Supplied passage:

....................

In 1995, Dr. Larry Empting treated Sharon Kelleher for chronic pain in facilities operated by Pain Care, Inc. (PCI) and Pain Care of Georgia, Inc. (PCGI). Kelleher died as a result of an overdose of controlled substances prescribed by Dr. Empting. As her surviving spouse and the administrator of her estate, Tommy Kelleher brought this medical malpractice action against Dr. Empting, PCI, and PCGI. Kelleher appeals the trial court's grant of summary judgment to PCI and PCGI. The question presented is whether PCI and PCGI can be held vicariously liable for any negligence of Dr. Empting in treating the decedent, on the ground that his acts were committed in the course of a joint venture. The trial court answered this question in the negative, as do we.
Dr. Empting is a psychiatrist and neurologist. PCI operates pain care centers in Macon and Atlanta which provide specialized programs for the diagnosis and treatment of acute, post-acute, and chronic pain. PCGI is a wholly owned subsidiary of PCI.
In 1992, Dr. Empting and PCI entered into "consulting and development," "chief medical officer," and "billing and collection" agreements. The billing and collection agreement was amended in 1995.
In the consulting and development agreement, Dr. Empting agreed to assist PCI in the development of its pain care centers and to provide medical consultation services. His duties included assisting in the development of protocols for the diagnosis and treatment of chronic pain patients, providing educational services to other physicians in the pain care centers, and rendering administrative services customarily expected of a medical consultant. Under the chief medical officer agreement, Dr. Empting became PCI's chief medical officer and assumed duties such as assisting PCI in recruiting physicians to practice in PCI's pain care centers and ensuring that such centers were appropriately staffed. PCI retained final authority to approve all policies, procedures, and services at its centers. Under these agreements, Dr. Empting was paid an hourly fee for services rendered. Both agreements recognized that Dr. Empting would continue to engage in the private practice of medicine, which he conducted at certain of PCI's and PCGI's pain care centers. Under the billing and collection agreement, Dr. Empting retained PCI to perform billing, collection, and other support services for his private medical practice. As compensation for these services, PCI retained 35 percent of fees it collected.

....................

Data listing:

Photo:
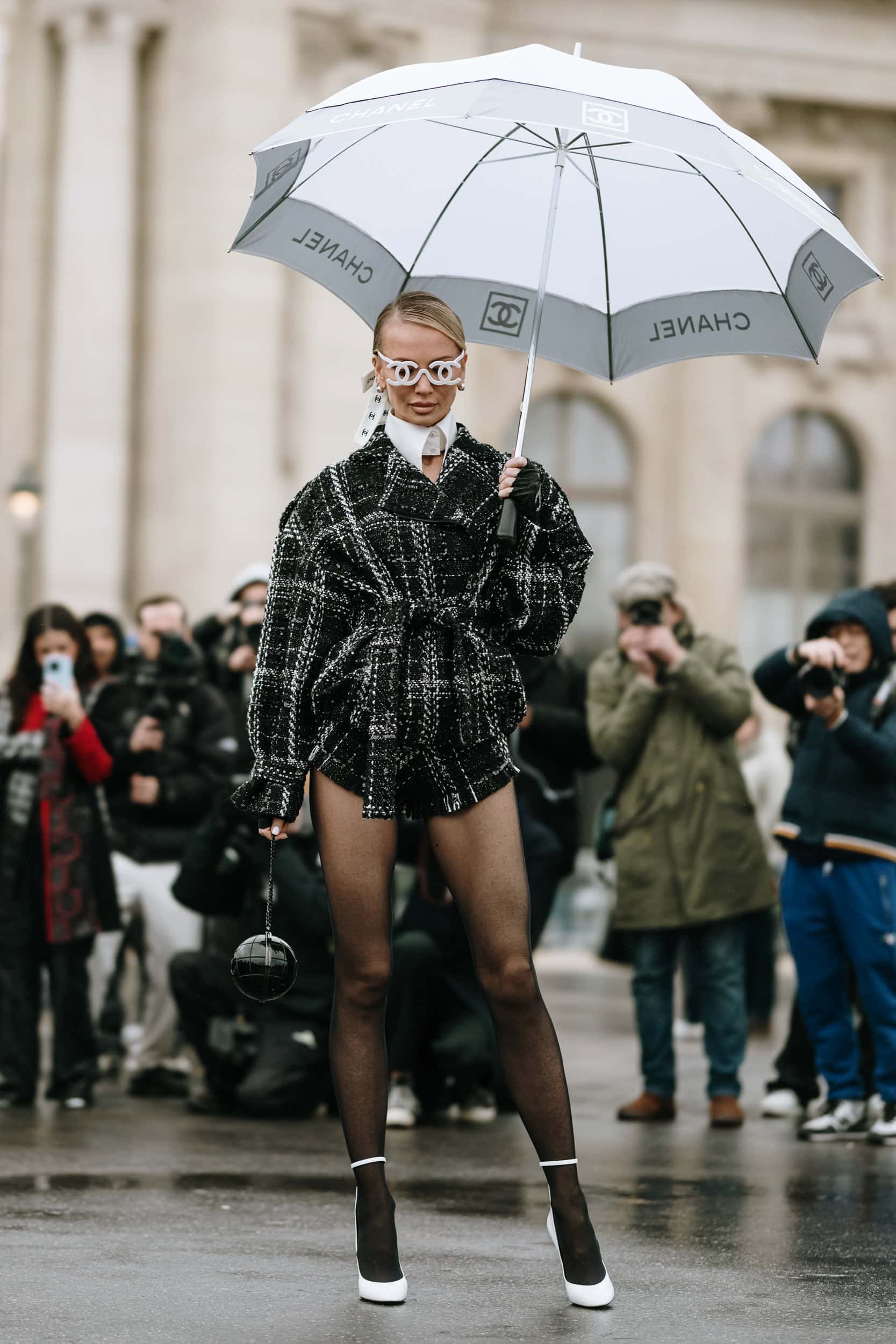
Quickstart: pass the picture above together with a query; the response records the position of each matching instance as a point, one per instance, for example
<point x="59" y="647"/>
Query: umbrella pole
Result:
<point x="507" y="525"/>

....................

Exercise goal: Rewrite the malpractice case text from "Dr. Empting is" to "amended in 1995.", putting "Savannah" in place of "Macon". The entries aren't used for anything here.

Answer to this exercise:
Dr. Empting is a psychiatrist and neurologist. PCI operates pain care centers in Savannah and Atlanta which provide specialized programs for the diagnosis and treatment of acute, post-acute, and chronic pain. PCGI is a wholly owned subsidiary of PCI.
In 1992, Dr. Empting and PCI entered into "consulting and development," "chief medical officer," and "billing and collection" agreements. The billing and collection agreement was amended in 1995.